start Records shown

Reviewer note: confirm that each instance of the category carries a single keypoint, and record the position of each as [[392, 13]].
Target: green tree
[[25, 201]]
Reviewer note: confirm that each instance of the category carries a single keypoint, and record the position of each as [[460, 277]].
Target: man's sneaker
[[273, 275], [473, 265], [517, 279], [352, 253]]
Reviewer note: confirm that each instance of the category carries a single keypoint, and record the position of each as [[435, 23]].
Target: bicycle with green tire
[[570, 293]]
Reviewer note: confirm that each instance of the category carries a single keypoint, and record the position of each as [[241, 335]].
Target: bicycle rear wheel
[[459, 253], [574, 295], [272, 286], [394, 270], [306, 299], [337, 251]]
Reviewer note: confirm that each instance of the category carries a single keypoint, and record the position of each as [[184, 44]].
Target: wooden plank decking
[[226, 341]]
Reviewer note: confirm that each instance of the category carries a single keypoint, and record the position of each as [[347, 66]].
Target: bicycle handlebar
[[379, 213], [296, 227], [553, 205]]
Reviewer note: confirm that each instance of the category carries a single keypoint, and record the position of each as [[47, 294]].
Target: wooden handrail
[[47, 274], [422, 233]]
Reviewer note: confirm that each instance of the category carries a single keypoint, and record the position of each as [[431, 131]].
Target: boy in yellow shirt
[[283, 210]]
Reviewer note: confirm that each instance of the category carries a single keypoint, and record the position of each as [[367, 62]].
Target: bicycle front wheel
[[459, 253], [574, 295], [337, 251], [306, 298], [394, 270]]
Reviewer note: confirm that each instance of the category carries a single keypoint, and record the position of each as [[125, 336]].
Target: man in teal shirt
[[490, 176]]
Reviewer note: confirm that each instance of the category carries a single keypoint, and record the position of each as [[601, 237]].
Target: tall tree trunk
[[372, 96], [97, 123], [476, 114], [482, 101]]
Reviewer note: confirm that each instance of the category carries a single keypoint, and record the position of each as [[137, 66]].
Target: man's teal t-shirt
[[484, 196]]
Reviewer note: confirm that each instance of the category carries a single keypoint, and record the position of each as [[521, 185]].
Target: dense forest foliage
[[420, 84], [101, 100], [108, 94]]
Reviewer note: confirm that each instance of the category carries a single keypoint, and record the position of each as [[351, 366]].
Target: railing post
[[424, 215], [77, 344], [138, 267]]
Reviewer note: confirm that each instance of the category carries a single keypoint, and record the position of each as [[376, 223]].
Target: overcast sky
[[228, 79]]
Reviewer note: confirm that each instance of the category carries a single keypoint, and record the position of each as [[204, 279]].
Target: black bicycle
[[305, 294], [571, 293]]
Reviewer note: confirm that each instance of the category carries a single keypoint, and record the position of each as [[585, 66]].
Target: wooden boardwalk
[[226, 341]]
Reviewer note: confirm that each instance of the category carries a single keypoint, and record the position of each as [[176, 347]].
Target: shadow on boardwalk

end Records shown

#### What needs to be done
Reproduce exactly the line containing "as [[521, 185]]." and every line after it through the end of the records above, and nothing else.

#### Answer to the task
Reviewer note: confirm that each instance of the category carries a single keypoint, and record the position of each as [[521, 185]].
Target: dense forest foliage
[[420, 84], [101, 100], [108, 94]]
Reviewer note: confirm that each instance of the category carries a single keypoint, and record the position of each as [[351, 366]].
Target: railing post
[[424, 215], [77, 344], [138, 267]]
Reviewer note: confirm that each instance of the category carries a single keypoint, and record the position of each as [[376, 223]].
Target: overcast sky
[[228, 79]]
Reviewer note: confirm that each instance of the category carries a single keypoint, and record the position of each as [[204, 279]].
Target: black bicycle
[[305, 294], [571, 293]]
Reviewer note: confirm that each instance of the category carries a single keypoint, and record the position of each as [[585, 66]].
Target: wooden boardwalk
[[226, 341]]
Reviewer note: confirm that each instance of the category carries a single keypoint, and record the position of each as [[176, 347]].
Target: shadow on boardwalk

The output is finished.